GIVEN PROBLEM ->
Swap "your help would be valued" for "I would appreciate the help" everywhere it occurs in the data below, and leave every other character unchanged.

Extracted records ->
(begin)

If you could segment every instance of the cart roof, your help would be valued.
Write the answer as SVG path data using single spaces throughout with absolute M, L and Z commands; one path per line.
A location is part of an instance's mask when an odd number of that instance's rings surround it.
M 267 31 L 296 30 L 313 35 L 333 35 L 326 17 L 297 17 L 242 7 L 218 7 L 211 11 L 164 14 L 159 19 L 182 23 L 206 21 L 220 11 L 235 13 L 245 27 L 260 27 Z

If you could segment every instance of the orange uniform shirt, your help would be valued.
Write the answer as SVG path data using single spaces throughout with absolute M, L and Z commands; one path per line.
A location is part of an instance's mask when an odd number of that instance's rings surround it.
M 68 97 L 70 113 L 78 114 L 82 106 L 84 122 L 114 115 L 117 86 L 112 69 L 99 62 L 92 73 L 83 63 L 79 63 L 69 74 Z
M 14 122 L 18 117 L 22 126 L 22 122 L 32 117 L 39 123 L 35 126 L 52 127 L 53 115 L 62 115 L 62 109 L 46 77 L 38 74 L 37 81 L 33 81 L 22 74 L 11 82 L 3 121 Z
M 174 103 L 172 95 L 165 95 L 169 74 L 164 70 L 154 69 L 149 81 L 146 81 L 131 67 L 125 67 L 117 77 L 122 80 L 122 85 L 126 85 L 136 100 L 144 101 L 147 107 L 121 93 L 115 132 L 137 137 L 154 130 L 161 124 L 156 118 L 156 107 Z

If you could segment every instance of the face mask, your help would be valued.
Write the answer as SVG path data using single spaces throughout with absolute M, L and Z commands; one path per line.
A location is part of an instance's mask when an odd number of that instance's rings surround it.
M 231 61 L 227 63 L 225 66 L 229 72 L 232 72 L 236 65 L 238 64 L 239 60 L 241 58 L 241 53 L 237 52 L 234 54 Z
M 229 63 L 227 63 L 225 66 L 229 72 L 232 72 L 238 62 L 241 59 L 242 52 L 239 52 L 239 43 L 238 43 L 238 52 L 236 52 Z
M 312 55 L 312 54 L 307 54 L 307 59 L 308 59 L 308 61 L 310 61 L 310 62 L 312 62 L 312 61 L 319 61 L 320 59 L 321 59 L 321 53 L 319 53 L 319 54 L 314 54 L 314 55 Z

(end)

WRITTEN RESPONSE ->
If you could segment every instance of the cart roof, I would appreciate the help.
Write the answer as SVG path data using single spaces throughout with absolute M, L and Z commands; one path per line.
A location is part of an instance's mask when an odd number of that instance's rings surround it.
M 267 31 L 296 30 L 313 35 L 333 35 L 326 17 L 297 17 L 242 7 L 218 7 L 211 11 L 164 14 L 159 19 L 182 23 L 206 21 L 220 11 L 235 13 L 245 27 L 260 27 Z

If you could segment every instance of the orange uniform shirt, I would appreciate the help.
Write the answer as SVG path data using single spaces throughout with absolute M, L and Z commands; one path per line.
A location is part of an instance's mask when an odd number of that instance's rings surround it.
M 68 97 L 70 113 L 78 114 L 82 106 L 84 122 L 114 115 L 117 86 L 112 69 L 99 62 L 92 73 L 83 63 L 79 63 L 69 74 Z
M 14 122 L 18 117 L 22 126 L 22 122 L 32 117 L 39 123 L 35 126 L 52 127 L 53 115 L 62 115 L 62 109 L 46 77 L 38 74 L 37 81 L 33 81 L 22 74 L 11 82 L 3 121 Z
M 174 103 L 172 95 L 165 95 L 169 74 L 164 70 L 154 69 L 149 81 L 146 81 L 131 67 L 125 67 L 117 77 L 122 80 L 122 85 L 126 85 L 136 100 L 144 101 L 147 107 L 121 93 L 115 132 L 137 137 L 154 130 L 161 124 L 156 118 L 156 107 Z

If you could segment every instance of the face mask, I would appreciate the help.
Write the answer as SVG path data using single spaces throughout with absolute M, L and Z commands; one path per line.
A location is part of an instance's mask when an odd number of that instance's rings surround it.
M 231 61 L 227 63 L 225 66 L 229 72 L 232 72 L 236 65 L 238 64 L 239 60 L 241 58 L 241 53 L 237 52 L 234 54 Z
M 229 63 L 227 63 L 225 66 L 229 72 L 232 72 L 238 62 L 241 59 L 242 52 L 239 52 L 239 43 L 238 43 L 238 52 L 236 52 Z
M 312 55 L 312 54 L 307 54 L 307 59 L 308 59 L 308 61 L 310 61 L 310 62 L 312 62 L 312 61 L 319 61 L 320 59 L 321 59 L 321 53 L 319 53 L 319 54 L 314 54 L 314 55 Z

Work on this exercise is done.